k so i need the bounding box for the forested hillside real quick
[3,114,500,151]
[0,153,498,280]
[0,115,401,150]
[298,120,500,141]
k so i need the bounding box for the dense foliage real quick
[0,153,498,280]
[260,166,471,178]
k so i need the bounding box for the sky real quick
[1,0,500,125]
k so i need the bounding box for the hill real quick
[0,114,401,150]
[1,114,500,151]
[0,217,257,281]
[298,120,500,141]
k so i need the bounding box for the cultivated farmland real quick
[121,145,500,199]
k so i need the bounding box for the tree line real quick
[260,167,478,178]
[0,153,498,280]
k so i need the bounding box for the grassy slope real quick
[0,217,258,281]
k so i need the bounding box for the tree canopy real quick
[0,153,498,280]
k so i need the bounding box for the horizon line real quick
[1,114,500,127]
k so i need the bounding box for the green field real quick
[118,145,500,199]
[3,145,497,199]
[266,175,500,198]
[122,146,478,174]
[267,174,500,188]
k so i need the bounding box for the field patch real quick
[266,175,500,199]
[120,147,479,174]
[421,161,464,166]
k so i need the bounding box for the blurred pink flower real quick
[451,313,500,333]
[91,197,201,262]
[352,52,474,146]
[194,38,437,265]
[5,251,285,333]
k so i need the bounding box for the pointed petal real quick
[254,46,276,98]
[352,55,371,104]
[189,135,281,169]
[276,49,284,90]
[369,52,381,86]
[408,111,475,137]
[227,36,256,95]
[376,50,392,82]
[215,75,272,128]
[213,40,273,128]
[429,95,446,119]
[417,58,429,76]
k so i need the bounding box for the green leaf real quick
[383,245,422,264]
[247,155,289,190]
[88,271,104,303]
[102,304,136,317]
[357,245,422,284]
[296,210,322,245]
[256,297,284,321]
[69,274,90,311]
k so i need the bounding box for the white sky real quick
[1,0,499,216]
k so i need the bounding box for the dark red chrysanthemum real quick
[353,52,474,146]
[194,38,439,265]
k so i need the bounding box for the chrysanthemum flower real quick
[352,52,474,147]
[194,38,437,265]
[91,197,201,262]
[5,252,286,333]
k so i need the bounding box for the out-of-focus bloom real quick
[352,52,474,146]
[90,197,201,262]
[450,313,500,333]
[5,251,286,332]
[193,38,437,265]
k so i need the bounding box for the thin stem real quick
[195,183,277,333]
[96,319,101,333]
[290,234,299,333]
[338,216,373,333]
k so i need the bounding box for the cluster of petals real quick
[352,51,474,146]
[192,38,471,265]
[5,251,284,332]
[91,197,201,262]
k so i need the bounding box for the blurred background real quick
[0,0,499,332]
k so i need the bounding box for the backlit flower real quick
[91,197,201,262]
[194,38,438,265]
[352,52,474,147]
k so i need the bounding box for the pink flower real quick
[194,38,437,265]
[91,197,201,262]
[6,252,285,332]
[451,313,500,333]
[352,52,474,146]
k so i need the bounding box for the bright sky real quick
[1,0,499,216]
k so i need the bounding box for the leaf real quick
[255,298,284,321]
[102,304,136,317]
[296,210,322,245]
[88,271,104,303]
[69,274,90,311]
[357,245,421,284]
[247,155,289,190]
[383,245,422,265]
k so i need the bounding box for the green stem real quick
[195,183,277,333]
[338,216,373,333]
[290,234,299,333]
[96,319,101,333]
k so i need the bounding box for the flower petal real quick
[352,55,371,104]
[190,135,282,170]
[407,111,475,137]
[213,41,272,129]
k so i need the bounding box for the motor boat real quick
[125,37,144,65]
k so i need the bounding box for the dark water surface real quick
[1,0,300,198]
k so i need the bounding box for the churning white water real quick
• • •
Restate all entries above verbatim.

k so i need the bounding box for the forested hillside real quick
[3,114,500,151]
[0,153,498,280]
[0,115,401,150]
[298,120,500,141]
k so i need the bounding box for the dense foliage real quick
[0,153,498,280]
[260,166,471,178]
k so i need the bounding box for the sky real quick
[1,0,500,125]
k so i need the bounding box for the hill real quick
[0,114,401,150]
[1,114,500,151]
[0,217,257,281]
[298,120,500,141]
k so i need the bounding box for the cultivated farmland real quick
[121,145,500,199]
k so i need the bounding box for the tree line real quick
[260,167,478,178]
[0,153,498,280]
k so i need the bounding box for the grassy slope real quick
[0,217,258,281]
k so i need the bounding box for the tree canopy real quick
[0,153,498,280]
k so i need the bounding box for the horizon line real quick
[1,114,500,127]
k so i need the bounding box for the green field real quick
[118,145,500,199]
[3,145,497,199]
[266,175,500,198]
[122,146,478,174]
[267,174,500,188]
k so i need the bounding box for the field patch real quick
[266,175,500,199]
[120,147,479,174]
[421,161,464,166]
k so i need the bounding box for the blurred pink flower real quick
[451,313,500,333]
[91,197,201,262]
[352,52,474,146]
[194,38,437,265]
[5,251,285,333]
k so i need the bounding box for the pointed petal real quick
[254,46,276,98]
[352,55,371,104]
[189,135,281,169]
[276,49,284,90]
[369,52,381,86]
[408,111,475,137]
[227,36,256,95]
[376,50,392,82]
[215,75,272,128]
[213,40,273,128]
[429,95,446,119]
[417,58,429,76]
k so i need the bounding box for the green leaf real quick
[383,245,422,264]
[247,155,289,190]
[88,271,104,303]
[102,304,136,317]
[357,245,422,284]
[296,210,322,245]
[256,297,284,321]
[69,274,90,311]
k so i need the bounding box for the white sky real quick
[1,0,499,216]
k so i need the bounding box for the dark red chrysanthemum real quick
[353,52,474,146]
[194,38,439,265]
k so i need the bounding box for the chrysanthemum flower real quick
[352,52,474,147]
[194,38,437,265]
[91,197,201,262]
[5,252,286,333]
k so i need the bounding box for the out-of-focus bloom real quick
[352,52,474,146]
[90,197,201,262]
[450,313,500,333]
[5,251,286,332]
[193,38,437,265]
k so i need the bounding box for the thin stem real quick
[195,183,277,333]
[96,319,101,333]
[290,234,299,333]
[338,216,373,333]
k so i need the bounding box for the cluster of petals real quick
[352,51,474,146]
[192,38,471,265]
[5,251,284,332]
[91,197,201,262]
k so i need the bounding box for the blurred background real quick
[0,0,499,332]
k so i need the bounding box for the backlit flower real quick
[91,197,201,262]
[194,38,438,265]
[352,52,474,147]
k so i need the bounding box for the pink flower real quick
[194,38,437,265]
[91,197,201,262]
[6,252,285,332]
[451,313,500,333]
[352,52,474,146]
k so i need the bounding box for the bright sky real quick
[1,0,499,216]
k so i need the bounding box for the leaf real quick
[255,298,284,321]
[102,304,136,317]
[296,210,322,245]
[88,271,104,303]
[69,274,90,311]
[357,245,421,284]
[247,155,289,190]
[383,245,422,265]
k so i need the bounding box for the green stem real quick
[195,183,277,333]
[338,216,373,333]
[290,234,299,333]
[96,319,101,333]
k so i need the bounding box for the flower petal real quick
[352,55,371,104]
[190,135,282,170]
[407,111,475,137]
[213,41,272,129]
k so i need the bounding box for the motor boat real quick
[125,37,144,65]
k so i need the bounding box for the dark water surface real quick
[1,0,300,198]
k so i need the bounding box for the churning white water real quick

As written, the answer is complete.